══ Extracted information

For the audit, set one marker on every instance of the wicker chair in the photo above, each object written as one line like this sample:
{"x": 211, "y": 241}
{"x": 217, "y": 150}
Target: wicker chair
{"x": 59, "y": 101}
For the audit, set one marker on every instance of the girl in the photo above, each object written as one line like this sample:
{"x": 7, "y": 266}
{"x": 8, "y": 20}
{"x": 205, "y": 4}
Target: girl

════
══ Extracted information

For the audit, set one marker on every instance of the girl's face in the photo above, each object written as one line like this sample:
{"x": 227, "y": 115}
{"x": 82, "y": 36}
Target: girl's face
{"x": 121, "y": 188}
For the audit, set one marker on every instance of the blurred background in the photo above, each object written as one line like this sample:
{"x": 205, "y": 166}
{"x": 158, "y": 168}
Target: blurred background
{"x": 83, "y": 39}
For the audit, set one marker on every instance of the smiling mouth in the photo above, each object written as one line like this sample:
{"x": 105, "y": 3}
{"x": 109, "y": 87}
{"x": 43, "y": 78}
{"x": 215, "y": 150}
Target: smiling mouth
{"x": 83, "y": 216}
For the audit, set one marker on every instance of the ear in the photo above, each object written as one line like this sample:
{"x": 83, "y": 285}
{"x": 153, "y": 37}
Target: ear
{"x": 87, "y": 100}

════

Work to complete
Would you show all lines of the material above that contain the word "like"?

Solution
For the audit, set one marker on every instance of the wicker chair in the photo above, each object written as one line like this sample:
For the audit, set one marker on every instance of the girl in the photo above, each object written as one line like this sample:
For the audit, set one marker on every instance of the girl's face in the photo above, each object written as one line like this sample:
For the audit, set one marker on every instance of the blurred background in the photo above, each object written as one line like this sample:
For the audit, set one marker on every instance of the smiling mouth in the photo above, each object written as one line like this sample:
For the audit, set one marker on every instance of the ear in the photo above, each object written as one line like this sample:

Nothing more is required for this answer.